*** Opening Supplied text ***

Zombie Budget: Payments to the Deceased | Citizens Against Government Waste

Zombie Budget: Payments to the Deceased

The WasteWatcher

Halloween is around the corner, which means that in the coming weeks it will be more important than ever to be on the lookout for signs of the zombie apocalypse. Should those signs start to appear, any possible advantage for the living over the undead will be of the utmost importance. Tragically, the zombies have a head start in gathering resources for any impending battle, and their chief financial backer appears to be the federal government. Because when it comes to giving money to dead people, the government is in a class of its own, and while it might be tempting to forgive the feds for their confusion – the latest rash of imbursements for the dead involves federal employees, who are sometimes difficult to distinguish from zombies – taxpayers surely deserve better.

On September 14, 2011, Office of Personnel Management (OPM) Inspector General Patrick E. McFarland released a scathing report on the federal government’s Civil Service Retirement and Disability Fund (CSRDF). Since 2006, the CSRDF, which sends retirement and disability checks to qualified former federal employees, has handed out an average $120 million annually to dead people, and the problem is getting worse.

Despite attempts by OPM to keep its finger on the pulse of annuitants through automated check reclamation and improved death reporting, payments to the deceased have increased 70 percent since 2006. Many of those payments have been in error for a very long time, such as those to a dead federal employee’s son which “exceeded $515,000 and [were] reported to OPM when the son, who fraudulently received the payments, died,” 37 years after his father had passed on. As the retirement-age proportion of America’s population increases, many more federal employees will qualify for payments from CSRDF, and many more fraudulent payments will slip through the cracks unless strong preventive action is taken.

*** Closing Supplied text ***
*** Opening Provided information ***

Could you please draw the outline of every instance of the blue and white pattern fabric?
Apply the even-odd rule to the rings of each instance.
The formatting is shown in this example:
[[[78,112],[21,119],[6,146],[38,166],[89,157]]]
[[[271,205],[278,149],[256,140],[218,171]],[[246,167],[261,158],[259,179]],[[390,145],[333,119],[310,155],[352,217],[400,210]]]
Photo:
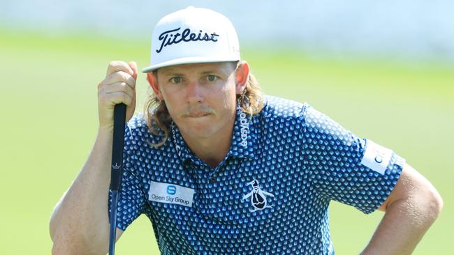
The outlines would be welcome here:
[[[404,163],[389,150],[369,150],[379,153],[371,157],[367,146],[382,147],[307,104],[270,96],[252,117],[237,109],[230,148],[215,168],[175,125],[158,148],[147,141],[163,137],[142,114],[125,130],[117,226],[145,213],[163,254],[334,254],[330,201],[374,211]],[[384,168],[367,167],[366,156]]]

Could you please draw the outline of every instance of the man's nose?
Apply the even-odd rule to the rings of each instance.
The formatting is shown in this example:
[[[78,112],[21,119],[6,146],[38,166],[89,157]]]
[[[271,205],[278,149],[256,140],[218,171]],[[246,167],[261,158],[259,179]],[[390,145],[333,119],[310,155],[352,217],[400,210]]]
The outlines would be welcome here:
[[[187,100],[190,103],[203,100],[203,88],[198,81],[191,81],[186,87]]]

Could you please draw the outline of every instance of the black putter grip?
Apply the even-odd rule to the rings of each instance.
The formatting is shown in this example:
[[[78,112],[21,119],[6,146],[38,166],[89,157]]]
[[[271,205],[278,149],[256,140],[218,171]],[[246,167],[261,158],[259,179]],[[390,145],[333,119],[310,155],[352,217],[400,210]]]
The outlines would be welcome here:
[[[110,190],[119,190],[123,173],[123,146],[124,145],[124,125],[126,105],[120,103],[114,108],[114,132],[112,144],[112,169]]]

*** Closing Provided information ***

Exercise set:
1) According to the zombie budget post, how much has the CSRDF paid to dead people on average each year since 2006?
2) Return the passage of the zombie budget post from "The WasteWatcher" up to and including "surely deserve better.", copied word for word.

Answers for each item:
1) An average of $120 million annually.

2)
The WasteWatcher

Halloween is around the corner, which means that in the coming weeks it will be more important than ever to be on the lookout for signs of the zombie apocalypse. Should those signs start to appear, any possible advantage for the living over the undead will be of the utmost importance. Tragically, the zombies have a head start in gathering resources for any impending battle, and their chief financial backer appears to be the federal government. Because when it comes to giving money to dead people, the government is in a class of its own, and while it might be tempting to forgive the feds for their confusion – the latest rash of imbursements for the dead involves federal employees, who are sometimes difficult to distinguish from zombies – taxpayers surely deserve better.